• **TASK GOAL**
Swap "bounding box" for "rectangle" everywhere it appears in the lines below, leaving everything else the same.

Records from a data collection
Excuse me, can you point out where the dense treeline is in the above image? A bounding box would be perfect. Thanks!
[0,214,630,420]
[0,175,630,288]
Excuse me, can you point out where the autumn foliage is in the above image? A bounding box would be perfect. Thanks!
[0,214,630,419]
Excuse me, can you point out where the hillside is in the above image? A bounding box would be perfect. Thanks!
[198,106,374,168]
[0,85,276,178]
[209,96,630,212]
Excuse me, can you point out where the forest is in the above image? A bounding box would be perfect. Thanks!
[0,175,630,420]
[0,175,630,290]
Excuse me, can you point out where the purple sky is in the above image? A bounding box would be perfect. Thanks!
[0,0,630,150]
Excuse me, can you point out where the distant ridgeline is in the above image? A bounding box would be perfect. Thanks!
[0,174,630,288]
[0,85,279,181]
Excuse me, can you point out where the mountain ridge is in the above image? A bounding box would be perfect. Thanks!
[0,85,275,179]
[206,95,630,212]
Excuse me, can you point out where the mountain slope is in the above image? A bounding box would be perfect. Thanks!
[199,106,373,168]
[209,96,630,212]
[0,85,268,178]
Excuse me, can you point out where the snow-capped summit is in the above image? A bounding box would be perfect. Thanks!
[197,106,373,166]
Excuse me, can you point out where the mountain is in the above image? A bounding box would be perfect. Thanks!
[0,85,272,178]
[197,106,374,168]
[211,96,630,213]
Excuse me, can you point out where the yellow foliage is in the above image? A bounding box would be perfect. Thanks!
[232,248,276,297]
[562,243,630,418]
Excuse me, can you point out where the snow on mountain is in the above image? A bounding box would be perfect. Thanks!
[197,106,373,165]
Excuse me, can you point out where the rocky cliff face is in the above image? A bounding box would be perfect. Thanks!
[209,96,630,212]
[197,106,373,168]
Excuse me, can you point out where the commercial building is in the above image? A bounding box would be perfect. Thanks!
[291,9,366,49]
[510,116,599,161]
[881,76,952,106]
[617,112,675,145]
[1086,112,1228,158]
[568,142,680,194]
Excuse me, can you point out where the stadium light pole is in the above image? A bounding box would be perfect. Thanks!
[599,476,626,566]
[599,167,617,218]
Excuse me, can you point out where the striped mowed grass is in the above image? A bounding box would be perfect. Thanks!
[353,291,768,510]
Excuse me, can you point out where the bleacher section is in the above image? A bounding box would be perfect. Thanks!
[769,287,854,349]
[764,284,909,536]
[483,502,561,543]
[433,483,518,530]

• **FINAL RESULT**
Excuse me, can you point out where the dense treeline is in the above image? A rectangle would be perfect. Thanks!
[0,214,630,420]
[0,175,630,288]
Excuse me, can you point out where the autumn foliage is in the above image? A rectangle would be perfect. Thanks!
[0,214,630,419]
Excuse me, can you point out where the hillside is in the above image? A rectangle would be perfect. Thanks!
[198,106,374,168]
[0,85,276,178]
[209,96,630,212]
Excuse me, can you point out where the forest is in the above image? A rectangle would be perfect. Thanks!
[0,175,630,420]
[0,175,630,290]
Excuse me, can you point out where the purple sky is in the above image? A rectangle would be perfect. Thanks!
[0,0,630,150]
Excuse me, can you point out where the distant ridgeline is in the above image? A rectangle would be perfect. Thanks!
[0,174,630,288]
[0,85,279,181]
Excuse me, can you point out where the mountain ridge is in the above image? A rectangle would be perfect. Thanks!
[0,85,275,179]
[206,95,630,212]
Excuse me, can you point out where the mountain slope is in the above image? A rectangle would be perfect. Thanks!
[199,106,373,168]
[209,96,630,212]
[0,85,268,178]
Excuse me, can you point out where the snow-capped summit is in the above image? A rectangle would be perfect. Thanks!
[197,106,373,166]
Excuse me, can you point out where the mountain is in the above image? A rectangle would be perfect. Thanks!
[0,85,272,178]
[197,106,374,168]
[211,96,630,213]
Excuse me, can you point out where the yellow foliage is in the above image? A rectangle would be perfect. Thanks!
[232,248,276,297]
[562,243,630,418]
Excuse me, can you point out where the snow on mountain is in the above image? A rectangle would be perfect. Thanks!
[197,106,373,165]
Excuse me, can you point out where the rocky cliff face is in the above image? A rectangle would be perfect. Thanks!
[209,96,630,212]
[197,106,373,168]
Excuse me, can you point out where the commercial building is in the above image? A rectangle would be perfect. Thanks!
[291,9,366,49]
[510,116,599,161]
[881,76,952,106]
[617,112,675,145]
[1086,112,1228,158]
[568,142,680,194]
Excuse me, can you point out where the stadium light pole is in the above image? A rectangle would be perfect. Thanks!
[599,476,626,566]
[599,167,617,218]
Excuse me, can you point out where the striped mowed grass is in the above image? A rectangle would be perfect. Thanks!
[353,291,768,510]
Excuse me, can you point out where the bleacher section is in the above image? A rectangle would be perfect. Thanks!
[769,287,854,349]
[764,284,909,536]
[483,502,561,543]
[433,483,518,530]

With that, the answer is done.